## Recorded information
%%

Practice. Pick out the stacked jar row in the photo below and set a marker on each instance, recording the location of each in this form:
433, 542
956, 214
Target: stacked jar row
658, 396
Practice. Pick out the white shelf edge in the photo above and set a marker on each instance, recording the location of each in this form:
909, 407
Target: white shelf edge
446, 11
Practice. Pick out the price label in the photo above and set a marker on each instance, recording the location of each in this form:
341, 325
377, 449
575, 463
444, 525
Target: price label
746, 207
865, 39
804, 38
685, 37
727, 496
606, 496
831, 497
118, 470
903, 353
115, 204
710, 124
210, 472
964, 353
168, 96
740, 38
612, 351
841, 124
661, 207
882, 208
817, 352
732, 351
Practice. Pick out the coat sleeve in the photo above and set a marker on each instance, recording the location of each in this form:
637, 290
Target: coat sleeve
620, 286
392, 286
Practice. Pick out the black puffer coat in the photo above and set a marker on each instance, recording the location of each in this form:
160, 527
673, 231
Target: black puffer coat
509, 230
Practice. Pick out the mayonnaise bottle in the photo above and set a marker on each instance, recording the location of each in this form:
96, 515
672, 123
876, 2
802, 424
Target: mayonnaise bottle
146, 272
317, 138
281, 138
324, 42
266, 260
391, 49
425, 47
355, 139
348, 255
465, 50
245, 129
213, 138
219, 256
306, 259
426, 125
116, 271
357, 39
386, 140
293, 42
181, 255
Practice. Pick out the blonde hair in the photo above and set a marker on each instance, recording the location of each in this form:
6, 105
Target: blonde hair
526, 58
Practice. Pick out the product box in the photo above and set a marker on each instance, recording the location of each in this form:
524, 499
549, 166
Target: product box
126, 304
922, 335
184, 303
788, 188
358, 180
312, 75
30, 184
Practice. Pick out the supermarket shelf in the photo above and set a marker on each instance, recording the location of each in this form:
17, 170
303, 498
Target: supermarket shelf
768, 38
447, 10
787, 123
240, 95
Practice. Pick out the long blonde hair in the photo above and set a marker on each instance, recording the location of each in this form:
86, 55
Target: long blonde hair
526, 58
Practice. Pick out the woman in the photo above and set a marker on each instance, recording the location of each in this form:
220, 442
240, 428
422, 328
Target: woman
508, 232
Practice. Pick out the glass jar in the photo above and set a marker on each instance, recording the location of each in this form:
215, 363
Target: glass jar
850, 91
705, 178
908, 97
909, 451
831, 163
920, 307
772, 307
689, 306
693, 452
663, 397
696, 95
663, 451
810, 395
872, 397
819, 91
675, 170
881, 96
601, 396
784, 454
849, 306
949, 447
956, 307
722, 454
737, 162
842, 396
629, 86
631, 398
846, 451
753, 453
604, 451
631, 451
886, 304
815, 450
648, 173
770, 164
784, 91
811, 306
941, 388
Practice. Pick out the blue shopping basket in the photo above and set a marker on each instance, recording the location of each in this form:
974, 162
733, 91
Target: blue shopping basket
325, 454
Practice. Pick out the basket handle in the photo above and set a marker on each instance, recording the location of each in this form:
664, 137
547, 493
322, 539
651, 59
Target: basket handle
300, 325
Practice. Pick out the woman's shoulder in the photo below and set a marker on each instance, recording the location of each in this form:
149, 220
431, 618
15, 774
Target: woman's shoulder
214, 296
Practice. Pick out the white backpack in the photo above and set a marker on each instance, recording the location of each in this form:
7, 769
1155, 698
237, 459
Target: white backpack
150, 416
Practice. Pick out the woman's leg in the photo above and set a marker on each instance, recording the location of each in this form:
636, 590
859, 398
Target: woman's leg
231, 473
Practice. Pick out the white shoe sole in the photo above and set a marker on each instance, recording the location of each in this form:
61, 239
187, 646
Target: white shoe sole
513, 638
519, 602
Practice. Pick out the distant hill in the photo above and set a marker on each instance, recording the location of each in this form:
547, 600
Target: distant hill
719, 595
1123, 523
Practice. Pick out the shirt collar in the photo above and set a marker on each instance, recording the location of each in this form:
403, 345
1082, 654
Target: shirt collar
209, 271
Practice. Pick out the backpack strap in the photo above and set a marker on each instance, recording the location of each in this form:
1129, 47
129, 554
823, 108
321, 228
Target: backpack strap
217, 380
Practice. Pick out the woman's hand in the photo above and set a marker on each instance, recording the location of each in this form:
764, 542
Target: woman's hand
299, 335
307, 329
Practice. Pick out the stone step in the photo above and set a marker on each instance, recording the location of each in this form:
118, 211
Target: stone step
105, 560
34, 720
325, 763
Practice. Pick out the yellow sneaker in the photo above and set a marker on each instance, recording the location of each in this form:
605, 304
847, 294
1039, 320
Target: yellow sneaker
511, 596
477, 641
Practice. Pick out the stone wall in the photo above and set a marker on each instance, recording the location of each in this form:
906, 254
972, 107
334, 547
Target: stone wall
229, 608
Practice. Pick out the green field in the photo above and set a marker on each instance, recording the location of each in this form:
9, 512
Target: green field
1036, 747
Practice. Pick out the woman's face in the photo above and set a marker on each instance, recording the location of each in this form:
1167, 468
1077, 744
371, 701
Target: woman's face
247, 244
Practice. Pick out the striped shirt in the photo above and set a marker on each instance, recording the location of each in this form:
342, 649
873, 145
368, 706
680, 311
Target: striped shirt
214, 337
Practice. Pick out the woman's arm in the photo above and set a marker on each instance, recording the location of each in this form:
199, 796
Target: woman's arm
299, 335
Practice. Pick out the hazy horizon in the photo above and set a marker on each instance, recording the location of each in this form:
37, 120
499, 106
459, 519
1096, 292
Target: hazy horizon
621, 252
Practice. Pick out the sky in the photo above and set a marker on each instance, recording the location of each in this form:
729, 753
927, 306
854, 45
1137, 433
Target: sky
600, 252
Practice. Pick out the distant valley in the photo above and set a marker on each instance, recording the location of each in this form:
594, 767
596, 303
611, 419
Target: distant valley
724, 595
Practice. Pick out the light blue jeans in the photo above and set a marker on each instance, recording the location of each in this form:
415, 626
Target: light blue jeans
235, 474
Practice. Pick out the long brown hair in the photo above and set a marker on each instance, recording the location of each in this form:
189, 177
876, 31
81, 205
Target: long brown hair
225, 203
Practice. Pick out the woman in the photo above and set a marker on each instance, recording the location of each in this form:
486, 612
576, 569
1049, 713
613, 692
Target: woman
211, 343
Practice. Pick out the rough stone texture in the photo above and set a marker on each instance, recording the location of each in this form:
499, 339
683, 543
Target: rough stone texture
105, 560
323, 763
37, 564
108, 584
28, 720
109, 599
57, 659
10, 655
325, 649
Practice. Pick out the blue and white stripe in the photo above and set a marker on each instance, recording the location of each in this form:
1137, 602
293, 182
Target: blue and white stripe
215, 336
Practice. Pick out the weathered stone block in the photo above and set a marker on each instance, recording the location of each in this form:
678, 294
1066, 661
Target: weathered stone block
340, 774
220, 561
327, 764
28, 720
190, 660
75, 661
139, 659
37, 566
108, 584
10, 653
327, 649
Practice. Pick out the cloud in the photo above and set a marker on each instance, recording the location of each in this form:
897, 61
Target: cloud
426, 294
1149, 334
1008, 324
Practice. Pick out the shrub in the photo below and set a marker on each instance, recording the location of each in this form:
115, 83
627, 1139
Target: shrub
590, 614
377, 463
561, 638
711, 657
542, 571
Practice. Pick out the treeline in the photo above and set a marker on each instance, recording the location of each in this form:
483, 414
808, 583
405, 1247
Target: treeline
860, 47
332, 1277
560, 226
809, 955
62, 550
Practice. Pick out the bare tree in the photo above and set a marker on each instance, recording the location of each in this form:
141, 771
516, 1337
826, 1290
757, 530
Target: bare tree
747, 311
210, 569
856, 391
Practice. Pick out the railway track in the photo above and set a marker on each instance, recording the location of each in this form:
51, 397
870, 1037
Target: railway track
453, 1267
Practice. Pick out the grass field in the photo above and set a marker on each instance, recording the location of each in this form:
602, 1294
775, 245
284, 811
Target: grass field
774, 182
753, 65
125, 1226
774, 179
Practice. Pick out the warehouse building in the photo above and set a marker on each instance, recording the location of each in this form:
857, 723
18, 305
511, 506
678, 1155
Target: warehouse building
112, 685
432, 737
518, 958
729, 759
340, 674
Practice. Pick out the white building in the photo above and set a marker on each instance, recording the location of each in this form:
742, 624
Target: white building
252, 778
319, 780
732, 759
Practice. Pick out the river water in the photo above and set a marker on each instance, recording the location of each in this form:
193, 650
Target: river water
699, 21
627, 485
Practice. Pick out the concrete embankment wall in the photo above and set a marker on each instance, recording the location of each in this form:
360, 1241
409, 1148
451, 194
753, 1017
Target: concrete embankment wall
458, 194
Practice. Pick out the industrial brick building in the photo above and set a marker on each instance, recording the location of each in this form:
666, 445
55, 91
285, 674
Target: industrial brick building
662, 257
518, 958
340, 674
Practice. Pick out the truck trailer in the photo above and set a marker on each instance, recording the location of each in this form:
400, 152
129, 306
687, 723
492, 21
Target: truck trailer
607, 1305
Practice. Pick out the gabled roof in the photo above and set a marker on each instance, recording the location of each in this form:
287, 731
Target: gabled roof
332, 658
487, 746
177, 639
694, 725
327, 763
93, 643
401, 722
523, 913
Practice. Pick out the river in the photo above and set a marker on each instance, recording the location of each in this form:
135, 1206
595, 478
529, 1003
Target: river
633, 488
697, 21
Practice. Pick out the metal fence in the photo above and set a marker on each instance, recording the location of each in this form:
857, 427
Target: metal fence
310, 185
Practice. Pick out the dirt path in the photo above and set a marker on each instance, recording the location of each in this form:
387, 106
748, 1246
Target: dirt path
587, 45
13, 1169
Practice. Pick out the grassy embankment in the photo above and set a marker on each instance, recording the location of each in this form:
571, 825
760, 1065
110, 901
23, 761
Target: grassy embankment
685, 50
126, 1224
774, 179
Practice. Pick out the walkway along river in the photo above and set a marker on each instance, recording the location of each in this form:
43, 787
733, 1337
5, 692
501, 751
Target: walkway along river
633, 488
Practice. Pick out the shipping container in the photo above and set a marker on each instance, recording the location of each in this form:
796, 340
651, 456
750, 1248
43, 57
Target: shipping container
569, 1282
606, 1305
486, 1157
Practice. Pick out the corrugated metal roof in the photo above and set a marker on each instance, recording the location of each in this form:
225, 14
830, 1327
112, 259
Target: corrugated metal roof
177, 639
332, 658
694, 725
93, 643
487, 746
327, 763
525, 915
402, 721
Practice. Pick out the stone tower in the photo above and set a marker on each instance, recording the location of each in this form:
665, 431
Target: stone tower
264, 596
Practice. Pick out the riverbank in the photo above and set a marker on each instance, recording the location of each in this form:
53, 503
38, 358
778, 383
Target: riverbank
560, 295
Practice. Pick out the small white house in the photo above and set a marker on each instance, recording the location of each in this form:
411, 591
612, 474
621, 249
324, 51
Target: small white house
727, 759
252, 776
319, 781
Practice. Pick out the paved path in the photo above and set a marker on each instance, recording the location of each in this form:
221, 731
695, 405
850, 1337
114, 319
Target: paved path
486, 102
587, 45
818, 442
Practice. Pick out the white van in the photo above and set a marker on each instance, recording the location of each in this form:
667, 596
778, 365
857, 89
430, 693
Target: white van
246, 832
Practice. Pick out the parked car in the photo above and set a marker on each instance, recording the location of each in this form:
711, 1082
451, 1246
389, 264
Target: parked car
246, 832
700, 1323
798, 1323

%%

## Work instruction
Within the material, count each line that includes the word "below", and give the total by itself.

## Result for this task
3